# Exercise task:
Output the material beneath exactly, leaving nothing out.

(Stored items)
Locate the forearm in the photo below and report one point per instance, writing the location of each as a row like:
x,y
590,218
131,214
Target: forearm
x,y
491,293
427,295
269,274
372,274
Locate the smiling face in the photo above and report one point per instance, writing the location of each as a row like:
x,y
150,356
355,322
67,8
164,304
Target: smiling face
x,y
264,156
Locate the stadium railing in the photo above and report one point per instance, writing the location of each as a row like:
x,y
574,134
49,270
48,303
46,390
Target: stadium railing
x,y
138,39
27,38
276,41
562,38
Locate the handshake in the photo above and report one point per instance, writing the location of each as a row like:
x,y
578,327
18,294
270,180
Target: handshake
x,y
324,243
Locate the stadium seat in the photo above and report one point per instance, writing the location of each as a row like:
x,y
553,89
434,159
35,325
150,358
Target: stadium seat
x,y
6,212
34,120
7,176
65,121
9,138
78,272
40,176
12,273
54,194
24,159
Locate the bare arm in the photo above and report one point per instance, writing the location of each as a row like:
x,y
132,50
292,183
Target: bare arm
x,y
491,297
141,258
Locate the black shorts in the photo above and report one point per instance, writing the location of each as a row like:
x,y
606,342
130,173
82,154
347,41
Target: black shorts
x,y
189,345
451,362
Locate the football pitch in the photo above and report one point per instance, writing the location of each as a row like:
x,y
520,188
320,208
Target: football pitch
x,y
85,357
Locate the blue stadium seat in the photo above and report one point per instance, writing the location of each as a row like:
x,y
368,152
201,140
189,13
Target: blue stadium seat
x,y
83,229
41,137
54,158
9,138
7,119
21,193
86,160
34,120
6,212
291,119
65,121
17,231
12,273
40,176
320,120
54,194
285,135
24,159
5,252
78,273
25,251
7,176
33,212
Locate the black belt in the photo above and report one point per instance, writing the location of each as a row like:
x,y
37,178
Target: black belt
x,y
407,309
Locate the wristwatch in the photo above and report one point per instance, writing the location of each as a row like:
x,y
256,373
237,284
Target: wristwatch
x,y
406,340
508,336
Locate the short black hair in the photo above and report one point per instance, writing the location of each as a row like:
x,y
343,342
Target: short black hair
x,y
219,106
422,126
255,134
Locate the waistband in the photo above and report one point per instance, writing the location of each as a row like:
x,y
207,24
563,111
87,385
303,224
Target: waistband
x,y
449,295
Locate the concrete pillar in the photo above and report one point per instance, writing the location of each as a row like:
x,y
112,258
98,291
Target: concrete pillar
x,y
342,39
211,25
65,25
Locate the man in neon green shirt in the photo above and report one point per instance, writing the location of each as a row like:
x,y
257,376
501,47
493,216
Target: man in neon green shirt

# Answer below:
Locate the forearm in the photo below and report one point per instance, writing the location of each as a row like:
x,y
590,218
131,214
Target: forearm
x,y
491,293
427,295
269,274
372,274
Locate the smiling face in the photo above and report one point per instance, writing the location of each as a row like:
x,y
150,356
355,322
67,8
164,304
Target: smiling face
x,y
264,156
Locate the stadium railing in the photo above and report one point per instance, writing the location of each as a row like:
x,y
574,134
49,270
48,303
46,390
Target: stadium railing
x,y
138,39
27,38
276,41
562,38
Locate the handshake in the photo above and report one point per instance, writing the location of each as a row like:
x,y
578,327
18,294
270,180
Target: handshake
x,y
324,243
Locate the stadium seat in the photo above and report one point per instance, writing the location of each as a row like:
x,y
553,89
434,159
35,325
150,358
Target: stadium seat
x,y
6,212
34,120
7,176
65,121
9,138
78,272
40,176
12,273
54,194
24,159
Locate the bare arm in the photo above and report one point per instance, writing the location of each as a row like:
x,y
132,50
292,183
Target: bare arm
x,y
491,297
141,258
Locate the black shorts in the photo above and report one point per instance, writing the location of each as a row like:
x,y
606,342
130,173
82,154
347,41
Target: black shorts
x,y
189,345
451,362
Locate the football pitch in the photo above and report one point per instance, writing the location of each as a row like:
x,y
520,188
320,208
Target: football pitch
x,y
85,357
Locate the blue stadium seat in the photo above and report one point per instance, writing the location of each as a row like:
x,y
368,152
201,140
189,13
Target: blue stadium seat
x,y
83,229
41,137
54,158
9,138
7,119
21,193
86,160
34,120
6,212
291,119
65,121
17,231
12,273
40,176
320,120
54,194
285,135
24,159
5,252
78,273
25,251
7,176
33,212
Locate the black belt in the photo above and report one point per instance, writing the location of each as a row like:
x,y
37,178
Target: black belt
x,y
407,309
Locate the wristwatch in the photo above and report one point per instance, writing the location of each as a row like:
x,y
256,373
237,284
Target: wristwatch
x,y
406,340
508,336
Locate the short black hair in the photo above and report one point per instance, writing the location of each as a row like:
x,y
343,342
Target: short black hair
x,y
219,106
422,126
255,134
Locate the waistband in the photo above and report one point per instance, writing the location of each as a row like:
x,y
207,24
563,111
87,385
303,224
Target: waistband
x,y
449,295
Locate the concrete pillar in the photo above and report one point per instance, writing the location of each as a row like:
x,y
112,258
98,291
Target: concrete pillar
x,y
342,39
211,25
65,25
Locate the man in neon green shirt in the photo above and report one point per instance, writing the location of each as a row like:
x,y
257,376
501,47
493,216
Target: man in neon green shirt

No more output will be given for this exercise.